> Work item
Go through the following data and transcribe exactly the stretch of lines from the one holding "Target: black trailer in background" to the one holding "Target: horizontal aluminum slat", both included.
------------------------------------------------
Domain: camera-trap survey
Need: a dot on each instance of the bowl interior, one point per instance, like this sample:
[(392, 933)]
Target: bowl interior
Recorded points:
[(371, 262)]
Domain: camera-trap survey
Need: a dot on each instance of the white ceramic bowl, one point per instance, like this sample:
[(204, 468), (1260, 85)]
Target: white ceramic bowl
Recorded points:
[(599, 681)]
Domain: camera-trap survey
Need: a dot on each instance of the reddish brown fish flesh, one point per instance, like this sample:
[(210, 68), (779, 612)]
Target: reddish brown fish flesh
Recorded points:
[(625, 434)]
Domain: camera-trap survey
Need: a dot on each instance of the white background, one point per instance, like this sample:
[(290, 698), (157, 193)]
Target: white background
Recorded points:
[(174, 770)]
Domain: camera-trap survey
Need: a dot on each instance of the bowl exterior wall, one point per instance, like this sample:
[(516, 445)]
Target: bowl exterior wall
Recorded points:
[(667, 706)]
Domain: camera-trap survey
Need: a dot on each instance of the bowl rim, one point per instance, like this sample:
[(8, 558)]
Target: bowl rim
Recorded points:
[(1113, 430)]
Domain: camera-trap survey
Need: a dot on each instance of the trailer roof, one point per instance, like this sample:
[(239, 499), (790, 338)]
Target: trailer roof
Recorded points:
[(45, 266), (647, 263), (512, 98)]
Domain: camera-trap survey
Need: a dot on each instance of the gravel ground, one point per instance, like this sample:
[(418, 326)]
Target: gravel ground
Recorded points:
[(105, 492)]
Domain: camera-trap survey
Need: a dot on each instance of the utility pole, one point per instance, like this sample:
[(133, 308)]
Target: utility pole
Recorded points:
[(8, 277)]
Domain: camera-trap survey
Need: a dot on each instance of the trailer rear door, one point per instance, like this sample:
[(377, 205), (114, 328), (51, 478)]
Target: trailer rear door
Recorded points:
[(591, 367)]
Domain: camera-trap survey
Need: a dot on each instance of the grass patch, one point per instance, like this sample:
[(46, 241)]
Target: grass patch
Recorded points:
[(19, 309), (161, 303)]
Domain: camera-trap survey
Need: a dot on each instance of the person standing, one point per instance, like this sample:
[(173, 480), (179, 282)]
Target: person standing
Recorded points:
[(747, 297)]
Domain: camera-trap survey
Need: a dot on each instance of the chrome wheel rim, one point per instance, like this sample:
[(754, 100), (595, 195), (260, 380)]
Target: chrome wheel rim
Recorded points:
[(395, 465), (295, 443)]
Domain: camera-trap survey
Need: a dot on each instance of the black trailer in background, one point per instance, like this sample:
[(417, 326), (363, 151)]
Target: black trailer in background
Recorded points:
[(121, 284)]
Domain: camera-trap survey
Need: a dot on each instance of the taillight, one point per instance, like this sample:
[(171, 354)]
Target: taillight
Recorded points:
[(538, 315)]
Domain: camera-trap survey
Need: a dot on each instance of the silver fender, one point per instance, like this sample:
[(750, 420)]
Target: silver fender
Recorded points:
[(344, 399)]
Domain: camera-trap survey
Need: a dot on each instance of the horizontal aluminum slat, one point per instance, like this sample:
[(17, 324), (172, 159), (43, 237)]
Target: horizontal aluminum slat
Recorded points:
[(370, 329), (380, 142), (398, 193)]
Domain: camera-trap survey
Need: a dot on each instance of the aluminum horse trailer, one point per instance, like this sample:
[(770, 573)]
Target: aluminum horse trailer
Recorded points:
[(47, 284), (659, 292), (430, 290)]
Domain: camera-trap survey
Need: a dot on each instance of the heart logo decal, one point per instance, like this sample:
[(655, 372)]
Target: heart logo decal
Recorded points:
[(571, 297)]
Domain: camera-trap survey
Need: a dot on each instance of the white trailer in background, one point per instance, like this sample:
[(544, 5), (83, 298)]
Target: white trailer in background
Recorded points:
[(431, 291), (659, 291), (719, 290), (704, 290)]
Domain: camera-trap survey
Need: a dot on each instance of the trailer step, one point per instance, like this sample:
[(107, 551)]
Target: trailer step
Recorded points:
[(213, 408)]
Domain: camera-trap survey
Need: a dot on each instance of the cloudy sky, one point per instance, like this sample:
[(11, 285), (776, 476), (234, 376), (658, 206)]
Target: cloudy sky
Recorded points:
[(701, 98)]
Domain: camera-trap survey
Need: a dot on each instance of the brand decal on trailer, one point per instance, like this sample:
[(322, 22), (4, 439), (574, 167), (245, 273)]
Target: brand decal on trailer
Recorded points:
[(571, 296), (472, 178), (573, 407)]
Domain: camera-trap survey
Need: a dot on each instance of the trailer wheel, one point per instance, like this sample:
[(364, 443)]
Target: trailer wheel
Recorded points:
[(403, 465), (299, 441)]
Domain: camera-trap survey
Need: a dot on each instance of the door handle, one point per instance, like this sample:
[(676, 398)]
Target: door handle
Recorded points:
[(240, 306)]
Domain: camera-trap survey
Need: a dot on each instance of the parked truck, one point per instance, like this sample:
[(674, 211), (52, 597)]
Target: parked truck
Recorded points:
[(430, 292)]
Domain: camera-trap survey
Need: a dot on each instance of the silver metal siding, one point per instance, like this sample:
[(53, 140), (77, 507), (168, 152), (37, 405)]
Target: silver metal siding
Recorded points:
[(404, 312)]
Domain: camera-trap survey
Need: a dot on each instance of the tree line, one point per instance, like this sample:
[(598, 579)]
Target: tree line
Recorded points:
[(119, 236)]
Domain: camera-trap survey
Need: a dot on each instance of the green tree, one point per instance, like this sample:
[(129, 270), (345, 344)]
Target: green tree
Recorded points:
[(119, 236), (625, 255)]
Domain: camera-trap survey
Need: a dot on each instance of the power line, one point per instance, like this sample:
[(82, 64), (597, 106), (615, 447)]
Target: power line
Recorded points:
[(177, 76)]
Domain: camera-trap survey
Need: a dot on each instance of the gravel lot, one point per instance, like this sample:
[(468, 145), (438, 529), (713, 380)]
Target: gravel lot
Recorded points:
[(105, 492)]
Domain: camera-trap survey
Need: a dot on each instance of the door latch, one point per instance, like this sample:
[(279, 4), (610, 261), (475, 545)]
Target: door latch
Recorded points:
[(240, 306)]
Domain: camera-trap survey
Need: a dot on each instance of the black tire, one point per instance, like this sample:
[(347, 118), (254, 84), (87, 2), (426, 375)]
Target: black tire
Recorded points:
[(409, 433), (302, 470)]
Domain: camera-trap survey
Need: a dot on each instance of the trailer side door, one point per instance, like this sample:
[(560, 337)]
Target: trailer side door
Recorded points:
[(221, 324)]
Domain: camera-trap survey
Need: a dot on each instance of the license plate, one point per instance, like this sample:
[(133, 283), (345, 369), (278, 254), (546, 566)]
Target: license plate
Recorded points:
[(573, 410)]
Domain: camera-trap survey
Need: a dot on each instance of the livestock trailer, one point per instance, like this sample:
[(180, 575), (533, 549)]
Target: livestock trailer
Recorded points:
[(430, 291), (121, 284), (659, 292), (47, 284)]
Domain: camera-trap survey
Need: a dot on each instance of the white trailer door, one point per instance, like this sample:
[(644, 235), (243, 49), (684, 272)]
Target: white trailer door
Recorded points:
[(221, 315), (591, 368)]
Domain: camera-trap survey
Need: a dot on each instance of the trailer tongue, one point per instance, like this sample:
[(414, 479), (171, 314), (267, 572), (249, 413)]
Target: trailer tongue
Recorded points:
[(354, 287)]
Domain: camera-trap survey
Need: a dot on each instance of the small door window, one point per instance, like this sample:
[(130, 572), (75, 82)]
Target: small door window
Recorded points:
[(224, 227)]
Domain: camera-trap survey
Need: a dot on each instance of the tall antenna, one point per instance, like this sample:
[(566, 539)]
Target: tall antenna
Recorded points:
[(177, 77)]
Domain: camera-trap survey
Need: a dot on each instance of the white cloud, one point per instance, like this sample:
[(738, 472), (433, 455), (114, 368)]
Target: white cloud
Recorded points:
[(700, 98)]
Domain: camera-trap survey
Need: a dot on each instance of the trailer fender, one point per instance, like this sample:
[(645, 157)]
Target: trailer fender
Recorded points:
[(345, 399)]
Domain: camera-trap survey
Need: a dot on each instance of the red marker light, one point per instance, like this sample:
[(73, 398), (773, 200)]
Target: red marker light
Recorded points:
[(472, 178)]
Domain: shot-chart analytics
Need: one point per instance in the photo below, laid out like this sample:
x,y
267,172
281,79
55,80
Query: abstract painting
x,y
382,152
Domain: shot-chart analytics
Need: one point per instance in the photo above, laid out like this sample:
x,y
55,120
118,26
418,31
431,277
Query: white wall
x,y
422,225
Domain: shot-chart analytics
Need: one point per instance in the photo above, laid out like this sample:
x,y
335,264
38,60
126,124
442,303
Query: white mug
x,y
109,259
------------------------------------------------
> Answer below
Target: black trailer in background
Recorded points:
[(121, 284)]
Domain: camera-trap survey
Need: a dot on each instance of the taillight, one point per instance, like this sample:
[(171, 354)]
Target: taillight
Recorded points:
[(538, 315)]
Domain: camera-trap survey
Need: a dot on each instance of the silver fender, one point per instance, like this sample:
[(750, 420)]
Target: silver fender
Recorded points:
[(344, 399)]
Domain: camera-trap survey
Need: a dot on each instance of the horizontal aluminum slat, one point per instance, like this sample:
[(17, 324), (172, 159), (43, 237)]
Target: horizontal aluminum slat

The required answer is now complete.